##### Lesetext #####

Maria del Carmen Pu: Hier sprechen wir vom Machismo, einem Männlichkeitswahn, der schon seit sehr langer Zeit in dieser Region existiert. Doch nur wenige Frauen trauen sich, den Machismo zu thematisieren. Die meisten ziehen es vor, ihn als normal anzusehen. Sie denken: «Es ist normal, dass ich als Frau geschlagen werde. Es ist normal, wenn ein Mann mich anschreit. Es ist normal, dass ich eine unterwürfige Haltung gegenüber Männern einnehme.»

Wieso lassen Frauen das zu?

#####

### Aufgabenstellung
Geben Sie die Passage aus dem Text über den Machismo zwischen „Maria del Carmen“ und „Frauen das zu?“ einschließlich dieser Wörter wortgetreu aus. Die Daten sind eigenständiges Material und gehören nicht zum Lesetext.

##### Gegebene Daten #####

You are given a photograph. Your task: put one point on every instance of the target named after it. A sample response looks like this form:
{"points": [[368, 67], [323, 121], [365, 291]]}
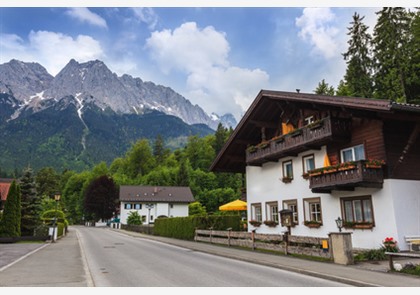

#####

### Lösung
Maria del Carmen Pu: Hier sprechen wir vom Machismo, einem Männlichkeitswahn, der schon seit sehr langer Zeit in dieser Region existiert. Doch nur wenige Frauen trauen sich, den Machismo zu thematisieren. Die meisten ziehen es vor, ihn als normal anzusehen. Sie denken: «Es ist normal, dass ich als Frau geschlagen werde. Es ist normal, wenn ein Mann mich anschreit. Es ist normal, dass ich eine unterwürfige Haltung gegenüber Männern einnehme.»

Wieso lassen Frauen das zu?